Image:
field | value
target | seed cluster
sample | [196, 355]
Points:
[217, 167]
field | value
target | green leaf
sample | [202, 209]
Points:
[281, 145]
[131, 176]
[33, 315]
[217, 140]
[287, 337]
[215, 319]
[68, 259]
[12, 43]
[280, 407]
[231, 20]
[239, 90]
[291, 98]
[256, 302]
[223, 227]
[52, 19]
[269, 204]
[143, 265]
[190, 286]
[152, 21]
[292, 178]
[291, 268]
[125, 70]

********

- **TASK DETAILS**: Once the records are read, print each of them exactly as written.

- **RESULT OF THE EXERCISE**:
Image:
field | value
target | seed cluster
sample | [196, 355]
Points:
[217, 167]
field | value
target | green leaf
sample | [202, 209]
Points:
[281, 145]
[131, 176]
[33, 315]
[217, 140]
[287, 337]
[215, 319]
[68, 259]
[12, 43]
[280, 407]
[231, 20]
[239, 90]
[291, 98]
[256, 302]
[223, 227]
[52, 19]
[269, 204]
[143, 265]
[190, 286]
[152, 21]
[292, 178]
[291, 268]
[125, 70]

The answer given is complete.